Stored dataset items

━━━━

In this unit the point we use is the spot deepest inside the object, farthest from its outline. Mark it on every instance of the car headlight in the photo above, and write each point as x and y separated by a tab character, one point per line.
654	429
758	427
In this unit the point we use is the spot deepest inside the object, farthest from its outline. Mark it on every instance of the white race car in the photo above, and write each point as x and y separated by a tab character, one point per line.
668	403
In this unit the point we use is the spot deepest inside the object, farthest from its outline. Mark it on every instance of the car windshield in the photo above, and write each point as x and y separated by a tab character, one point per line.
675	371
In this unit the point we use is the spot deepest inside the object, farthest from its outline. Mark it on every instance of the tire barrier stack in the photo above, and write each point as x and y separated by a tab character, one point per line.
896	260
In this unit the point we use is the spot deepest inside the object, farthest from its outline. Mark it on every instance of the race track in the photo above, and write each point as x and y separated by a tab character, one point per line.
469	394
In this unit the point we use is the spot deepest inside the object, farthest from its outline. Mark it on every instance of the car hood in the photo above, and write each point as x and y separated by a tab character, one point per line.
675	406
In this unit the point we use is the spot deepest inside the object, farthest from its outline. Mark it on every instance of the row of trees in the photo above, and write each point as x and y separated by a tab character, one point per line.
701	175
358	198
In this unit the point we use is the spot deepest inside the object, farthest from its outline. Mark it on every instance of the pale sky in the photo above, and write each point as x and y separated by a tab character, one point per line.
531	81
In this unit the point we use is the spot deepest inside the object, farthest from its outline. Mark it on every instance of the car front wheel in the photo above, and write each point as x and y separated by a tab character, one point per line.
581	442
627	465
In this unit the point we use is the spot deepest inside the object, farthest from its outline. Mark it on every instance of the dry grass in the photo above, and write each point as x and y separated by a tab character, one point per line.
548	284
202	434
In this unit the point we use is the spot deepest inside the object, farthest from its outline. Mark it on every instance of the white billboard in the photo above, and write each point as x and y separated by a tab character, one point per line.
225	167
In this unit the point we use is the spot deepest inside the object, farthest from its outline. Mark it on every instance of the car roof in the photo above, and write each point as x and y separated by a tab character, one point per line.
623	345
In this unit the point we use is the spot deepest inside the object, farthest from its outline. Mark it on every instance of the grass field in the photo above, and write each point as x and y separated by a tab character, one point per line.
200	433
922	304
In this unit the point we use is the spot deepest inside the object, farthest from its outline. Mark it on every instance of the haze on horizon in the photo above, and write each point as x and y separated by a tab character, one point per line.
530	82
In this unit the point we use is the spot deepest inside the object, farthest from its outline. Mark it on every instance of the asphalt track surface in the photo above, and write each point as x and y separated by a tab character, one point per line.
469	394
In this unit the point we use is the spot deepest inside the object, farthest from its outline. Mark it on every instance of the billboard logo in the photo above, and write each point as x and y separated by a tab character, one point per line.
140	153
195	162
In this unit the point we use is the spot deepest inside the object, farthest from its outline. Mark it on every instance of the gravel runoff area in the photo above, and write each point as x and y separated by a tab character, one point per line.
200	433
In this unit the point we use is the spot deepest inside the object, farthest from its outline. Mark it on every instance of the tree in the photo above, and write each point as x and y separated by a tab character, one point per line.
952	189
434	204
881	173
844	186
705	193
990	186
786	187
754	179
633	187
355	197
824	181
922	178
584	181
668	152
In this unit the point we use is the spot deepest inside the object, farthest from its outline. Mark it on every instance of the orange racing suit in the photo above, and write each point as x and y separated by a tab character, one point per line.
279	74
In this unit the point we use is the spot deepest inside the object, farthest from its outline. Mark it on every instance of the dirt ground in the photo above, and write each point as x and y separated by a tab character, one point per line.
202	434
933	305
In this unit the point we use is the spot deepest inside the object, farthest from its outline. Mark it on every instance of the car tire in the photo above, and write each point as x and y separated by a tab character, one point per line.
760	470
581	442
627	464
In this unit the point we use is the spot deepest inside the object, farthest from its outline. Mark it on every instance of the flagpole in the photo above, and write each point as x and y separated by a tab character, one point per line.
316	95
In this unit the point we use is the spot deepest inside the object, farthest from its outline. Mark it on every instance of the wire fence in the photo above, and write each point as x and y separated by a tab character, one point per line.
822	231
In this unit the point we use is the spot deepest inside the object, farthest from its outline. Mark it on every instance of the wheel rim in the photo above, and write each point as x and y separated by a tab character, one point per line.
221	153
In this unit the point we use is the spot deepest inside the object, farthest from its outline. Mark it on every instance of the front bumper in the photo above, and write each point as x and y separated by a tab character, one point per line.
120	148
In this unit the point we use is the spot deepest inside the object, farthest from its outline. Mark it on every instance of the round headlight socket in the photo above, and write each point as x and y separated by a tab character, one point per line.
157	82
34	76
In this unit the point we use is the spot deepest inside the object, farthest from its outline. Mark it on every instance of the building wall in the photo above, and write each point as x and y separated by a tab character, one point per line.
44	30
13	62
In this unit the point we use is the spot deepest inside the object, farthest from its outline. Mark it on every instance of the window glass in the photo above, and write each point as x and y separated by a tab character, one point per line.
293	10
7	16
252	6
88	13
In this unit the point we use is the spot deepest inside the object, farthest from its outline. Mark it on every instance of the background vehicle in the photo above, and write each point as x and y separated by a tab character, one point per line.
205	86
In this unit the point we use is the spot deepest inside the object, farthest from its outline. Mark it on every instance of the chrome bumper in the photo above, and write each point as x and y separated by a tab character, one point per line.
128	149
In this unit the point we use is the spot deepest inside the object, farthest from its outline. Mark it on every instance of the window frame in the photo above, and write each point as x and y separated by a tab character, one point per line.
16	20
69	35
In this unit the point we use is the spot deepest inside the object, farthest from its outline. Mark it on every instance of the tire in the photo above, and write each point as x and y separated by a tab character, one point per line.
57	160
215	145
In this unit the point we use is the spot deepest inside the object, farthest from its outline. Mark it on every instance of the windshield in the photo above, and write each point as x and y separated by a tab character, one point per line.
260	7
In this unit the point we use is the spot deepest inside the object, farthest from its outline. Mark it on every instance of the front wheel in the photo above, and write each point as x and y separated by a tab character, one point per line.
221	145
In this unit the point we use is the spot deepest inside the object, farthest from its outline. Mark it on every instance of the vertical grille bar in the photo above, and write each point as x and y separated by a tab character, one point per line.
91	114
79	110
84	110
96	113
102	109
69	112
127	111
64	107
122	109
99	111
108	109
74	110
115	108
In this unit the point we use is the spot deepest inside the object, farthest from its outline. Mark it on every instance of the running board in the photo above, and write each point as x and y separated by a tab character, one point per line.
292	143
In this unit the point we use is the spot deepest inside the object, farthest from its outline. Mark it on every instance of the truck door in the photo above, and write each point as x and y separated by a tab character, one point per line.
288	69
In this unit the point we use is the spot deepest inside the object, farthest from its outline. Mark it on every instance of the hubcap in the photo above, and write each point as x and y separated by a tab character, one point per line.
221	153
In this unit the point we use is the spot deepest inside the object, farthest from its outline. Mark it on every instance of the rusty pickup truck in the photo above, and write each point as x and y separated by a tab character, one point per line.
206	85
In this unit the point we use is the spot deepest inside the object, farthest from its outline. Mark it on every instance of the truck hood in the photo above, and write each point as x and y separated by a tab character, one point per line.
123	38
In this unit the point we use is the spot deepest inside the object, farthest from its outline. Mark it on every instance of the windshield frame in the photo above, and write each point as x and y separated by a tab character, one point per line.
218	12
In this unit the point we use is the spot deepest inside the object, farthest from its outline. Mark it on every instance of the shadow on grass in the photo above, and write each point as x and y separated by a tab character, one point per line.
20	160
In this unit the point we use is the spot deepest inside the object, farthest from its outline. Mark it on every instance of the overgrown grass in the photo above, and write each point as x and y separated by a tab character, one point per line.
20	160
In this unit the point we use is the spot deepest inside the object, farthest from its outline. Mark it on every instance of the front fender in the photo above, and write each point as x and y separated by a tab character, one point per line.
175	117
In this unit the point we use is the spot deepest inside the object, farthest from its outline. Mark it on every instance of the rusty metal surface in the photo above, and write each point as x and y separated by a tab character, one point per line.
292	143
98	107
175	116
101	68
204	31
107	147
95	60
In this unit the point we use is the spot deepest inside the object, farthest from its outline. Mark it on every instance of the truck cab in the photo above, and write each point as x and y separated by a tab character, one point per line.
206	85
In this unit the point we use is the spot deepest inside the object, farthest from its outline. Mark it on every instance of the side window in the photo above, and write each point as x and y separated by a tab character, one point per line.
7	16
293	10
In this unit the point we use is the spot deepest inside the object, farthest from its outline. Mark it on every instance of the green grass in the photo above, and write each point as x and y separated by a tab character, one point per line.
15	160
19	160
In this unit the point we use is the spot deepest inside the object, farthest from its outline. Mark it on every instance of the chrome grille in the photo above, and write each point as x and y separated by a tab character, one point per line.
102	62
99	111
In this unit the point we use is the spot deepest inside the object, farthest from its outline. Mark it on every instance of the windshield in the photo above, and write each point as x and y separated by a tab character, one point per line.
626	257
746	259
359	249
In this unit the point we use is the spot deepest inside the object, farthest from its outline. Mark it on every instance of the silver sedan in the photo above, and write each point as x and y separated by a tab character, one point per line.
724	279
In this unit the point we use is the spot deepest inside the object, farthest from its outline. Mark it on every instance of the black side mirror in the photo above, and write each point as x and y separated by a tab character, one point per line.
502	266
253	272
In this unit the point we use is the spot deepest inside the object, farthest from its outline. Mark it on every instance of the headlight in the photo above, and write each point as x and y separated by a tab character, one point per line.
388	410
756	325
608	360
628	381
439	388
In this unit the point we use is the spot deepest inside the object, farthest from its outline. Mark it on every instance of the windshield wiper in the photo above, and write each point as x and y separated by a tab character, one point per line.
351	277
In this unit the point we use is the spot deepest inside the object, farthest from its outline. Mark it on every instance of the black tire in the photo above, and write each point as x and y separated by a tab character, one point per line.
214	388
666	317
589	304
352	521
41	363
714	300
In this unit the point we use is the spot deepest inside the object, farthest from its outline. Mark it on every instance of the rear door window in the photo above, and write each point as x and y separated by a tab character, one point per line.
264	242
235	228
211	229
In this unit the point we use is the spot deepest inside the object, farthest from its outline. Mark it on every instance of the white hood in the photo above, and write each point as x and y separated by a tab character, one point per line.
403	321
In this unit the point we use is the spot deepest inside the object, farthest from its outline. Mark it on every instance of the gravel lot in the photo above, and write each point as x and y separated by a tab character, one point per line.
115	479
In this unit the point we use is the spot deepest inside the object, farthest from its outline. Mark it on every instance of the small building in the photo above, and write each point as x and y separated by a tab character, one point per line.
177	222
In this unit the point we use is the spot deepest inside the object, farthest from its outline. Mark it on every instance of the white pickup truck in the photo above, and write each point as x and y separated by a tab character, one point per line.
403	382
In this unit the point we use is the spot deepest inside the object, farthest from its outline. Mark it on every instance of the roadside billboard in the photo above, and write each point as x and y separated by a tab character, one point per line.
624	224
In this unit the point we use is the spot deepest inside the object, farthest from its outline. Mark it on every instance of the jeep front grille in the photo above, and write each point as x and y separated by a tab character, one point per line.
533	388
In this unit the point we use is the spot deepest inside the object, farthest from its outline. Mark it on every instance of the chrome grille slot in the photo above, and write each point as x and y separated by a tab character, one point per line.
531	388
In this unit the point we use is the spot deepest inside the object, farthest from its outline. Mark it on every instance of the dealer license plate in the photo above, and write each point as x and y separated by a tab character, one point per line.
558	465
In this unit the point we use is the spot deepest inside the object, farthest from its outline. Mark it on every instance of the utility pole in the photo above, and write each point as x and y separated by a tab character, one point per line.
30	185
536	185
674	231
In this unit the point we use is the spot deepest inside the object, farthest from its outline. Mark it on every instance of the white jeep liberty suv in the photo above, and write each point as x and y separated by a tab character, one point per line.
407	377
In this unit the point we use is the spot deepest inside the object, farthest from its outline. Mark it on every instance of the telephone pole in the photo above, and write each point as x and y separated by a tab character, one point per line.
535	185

━━━━

* PROBLEM: Copy exactly the lines of the listing above, beginning at the line with "the white pickup" and ending at its final line; write out nothing else.

* WORKED ANSWER:
In this unit the point we use is the spot deepest inside the object, farthest from its outline. Mark it on every instance of the white pickup truck in the photo above, and write each point as x and y separated by a tab character, one point per line.
403	382
In this unit the point we use is the spot deepest inside the object, farthest from its outline. Mark it on every instance of the roadside billboard in the photo above, and write each point as x and y separated by a tab character, one point per line.
624	224
In this unit the point we use is the spot deepest inside the object, farthest from its outline. Mark it on every instance of the jeep front grille in the photo above, and write each point as x and y separated by a tab character, one point per line.
533	388
In this unit the point we use is the spot deepest inside the object, farthest from its outline. Mark it on every instance of the chrome grille slot in the photo above, and write each point as x and y separated by a tab character, one point per line.
531	388
In this unit the point we use is the spot deepest inside the object, farthest from its outline. Mark it on every instance of the dealer license plate in the photo above, and write each point as x and y separated by a tab character, one point per line.
558	465
In this unit the point we use is the spot deepest inside the object, farthest from its outline. Mark it on every instance of the utility pole in the photo above, and write each point as x and y separated by a tab character, one point per line.
30	185
536	185
674	231
In this unit the point we use is the spot deepest inside the object, farthest from its outline. Mark it on every instance of the white jeep liberty suv in the photo above, and write each point as x and y separated by a tab character, one point per line.
407	377
In this unit the point we use is the spot deepest inside the object, farthest from its outline. Mark it on every instance of the telephone pole in the photo above, and write each point as x and y separated by a tab character, one point per line.
535	185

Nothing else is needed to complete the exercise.